- [INPUT DATA]
----------

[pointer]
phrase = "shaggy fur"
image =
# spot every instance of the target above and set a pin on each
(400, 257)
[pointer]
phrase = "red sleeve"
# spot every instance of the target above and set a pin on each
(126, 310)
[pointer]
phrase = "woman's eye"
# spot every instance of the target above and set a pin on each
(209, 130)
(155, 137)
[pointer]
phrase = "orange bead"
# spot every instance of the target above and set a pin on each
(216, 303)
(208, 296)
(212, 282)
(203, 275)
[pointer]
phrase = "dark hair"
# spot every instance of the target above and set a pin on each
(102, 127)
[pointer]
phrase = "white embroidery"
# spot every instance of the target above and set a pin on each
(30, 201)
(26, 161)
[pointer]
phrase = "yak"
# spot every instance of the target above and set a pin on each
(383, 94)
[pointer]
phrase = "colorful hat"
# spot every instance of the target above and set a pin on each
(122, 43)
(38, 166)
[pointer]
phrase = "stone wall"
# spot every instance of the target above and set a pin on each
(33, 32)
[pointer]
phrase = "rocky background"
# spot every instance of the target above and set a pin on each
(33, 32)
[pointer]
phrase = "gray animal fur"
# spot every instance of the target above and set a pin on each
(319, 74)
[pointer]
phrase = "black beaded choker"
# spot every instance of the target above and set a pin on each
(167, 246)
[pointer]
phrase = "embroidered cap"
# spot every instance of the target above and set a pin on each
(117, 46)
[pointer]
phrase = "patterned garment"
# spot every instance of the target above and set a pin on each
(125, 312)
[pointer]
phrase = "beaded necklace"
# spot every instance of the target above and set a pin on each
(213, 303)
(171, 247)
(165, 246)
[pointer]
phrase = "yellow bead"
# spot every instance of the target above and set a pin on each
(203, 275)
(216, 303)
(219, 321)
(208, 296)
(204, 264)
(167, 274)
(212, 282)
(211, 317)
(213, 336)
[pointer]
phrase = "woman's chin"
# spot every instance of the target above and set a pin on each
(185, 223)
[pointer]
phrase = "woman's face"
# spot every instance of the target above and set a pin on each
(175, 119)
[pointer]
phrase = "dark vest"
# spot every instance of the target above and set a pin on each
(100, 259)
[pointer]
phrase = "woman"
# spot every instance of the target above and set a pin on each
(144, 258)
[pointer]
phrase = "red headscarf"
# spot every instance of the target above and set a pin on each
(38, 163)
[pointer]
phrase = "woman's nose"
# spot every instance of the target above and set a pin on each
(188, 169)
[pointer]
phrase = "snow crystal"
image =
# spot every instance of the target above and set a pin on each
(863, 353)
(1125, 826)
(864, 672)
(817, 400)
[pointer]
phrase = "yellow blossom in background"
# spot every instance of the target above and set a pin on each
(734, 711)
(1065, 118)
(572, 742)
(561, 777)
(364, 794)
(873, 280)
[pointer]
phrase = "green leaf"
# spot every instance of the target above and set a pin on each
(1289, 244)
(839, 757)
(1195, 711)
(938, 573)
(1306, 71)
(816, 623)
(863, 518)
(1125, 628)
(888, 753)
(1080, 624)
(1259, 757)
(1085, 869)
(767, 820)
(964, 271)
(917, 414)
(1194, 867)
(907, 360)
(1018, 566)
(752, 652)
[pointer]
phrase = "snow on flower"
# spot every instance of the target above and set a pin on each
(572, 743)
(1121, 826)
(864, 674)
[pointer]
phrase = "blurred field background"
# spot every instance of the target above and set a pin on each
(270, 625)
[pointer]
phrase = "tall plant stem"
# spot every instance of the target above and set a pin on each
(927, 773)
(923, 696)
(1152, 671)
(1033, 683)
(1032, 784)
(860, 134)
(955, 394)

----------

- [WHAT IS NEEDED] Reproduce the material in full, with no word added or dropped.

- [RESPONSE TO THIS TASK]
[pointer]
phrase = "shaggy fur"
image =
# spot every instance of the target above and set a pin on each
(400, 257)
[pointer]
phrase = "red sleeve"
# spot every instance of the target above and set a pin on each
(126, 310)
[pointer]
phrase = "woman's eye"
# spot every instance of the target above and set a pin on each
(209, 130)
(155, 137)
[pointer]
phrase = "orange bead"
# spot every instance of the target above and set a pin on each
(216, 303)
(208, 296)
(212, 282)
(203, 275)
[pointer]
phrase = "dark hair"
# spot every instance of the target above and set a pin on each
(102, 127)
[pointer]
phrase = "white embroidery"
# spot every instance of the target above and set a pin on each
(30, 201)
(26, 161)
[pointer]
phrase = "yak"
# spot every instance of the target above and set a pin on each
(383, 94)
[pointer]
phrase = "colorful hat"
# spot every instance of the target above and set a pin on each
(122, 43)
(38, 166)
[pointer]
phrase = "stone wall"
# spot every instance of the target above and set a pin on each
(33, 32)
[pointer]
phrase = "rocky background"
# spot every instance of the target above and set a pin on each
(33, 32)
[pointer]
phrase = "gray animal fur"
# spot every instance of the target above and set a pin on each
(319, 74)
[pointer]
phrase = "black beaded choker"
# spot every instance of the target above and set a pin on each
(167, 246)
[pointer]
phrase = "embroidered cap"
# spot every instance of the target above and set a pin on each
(117, 46)
[pointer]
phrase = "patterned garment"
# spot every instance of the target above and set a pin on each
(125, 312)
[pointer]
phrase = "beaded necklace"
# spot every instance of the target above and set a pin on each
(213, 303)
(171, 247)
(165, 246)
[pointer]
phrase = "yellow bead"
# spot every instance of the target above and set a pin on each
(203, 275)
(216, 303)
(219, 321)
(208, 296)
(204, 264)
(167, 274)
(212, 282)
(211, 317)
(213, 336)
[pointer]
phrase = "woman's chin"
# spot every instance of the target above and set a pin on each
(185, 223)
[pointer]
phrase = "woman's face"
# spot every instance of the target above and set a pin on each
(175, 119)
[pointer]
phrase = "dark vest"
# spot every instance of the target above and set a pin on each
(100, 259)
[pointer]
phrase = "woman"
# spot every instance of the target above and set a pin on each
(144, 258)
[pointer]
phrase = "red headscarf"
# spot every instance of the target above and set a pin on each
(38, 163)
[pointer]
phrase = "woman's nose"
# spot every instance of the target above and set a pin on each
(188, 169)
[pointer]
phrase = "snow crystal"
image =
# spot every instance of the target above and set a pin on each
(863, 353)
(1125, 826)
(864, 672)
(817, 400)
[pointer]
phrase = "yellow blossom in background"
# spot every instance of the target above and set a pin on each
(734, 711)
(1065, 118)
(572, 742)
(561, 777)
(364, 794)
(873, 280)
[pointer]
phrase = "green leaf"
# spot every instance of the target above and set a pin on each
(1289, 244)
(839, 757)
(1195, 711)
(938, 573)
(1306, 71)
(816, 623)
(863, 518)
(1125, 628)
(888, 753)
(1080, 624)
(1259, 757)
(1085, 869)
(767, 820)
(964, 271)
(917, 414)
(1194, 867)
(907, 360)
(1018, 566)
(752, 652)
[pointer]
phrase = "snow on flower"
# spot every instance of the target above and set a pin on each
(572, 743)
(1121, 826)
(864, 674)
[pointer]
phrase = "blurred field background"
# spot every instance of the target above and set a pin on each
(270, 625)
[pointer]
phrase = "tall plant stem"
# spot every instance of the target above and set a pin on each
(927, 773)
(923, 696)
(1152, 671)
(1033, 683)
(1032, 784)
(860, 134)
(955, 394)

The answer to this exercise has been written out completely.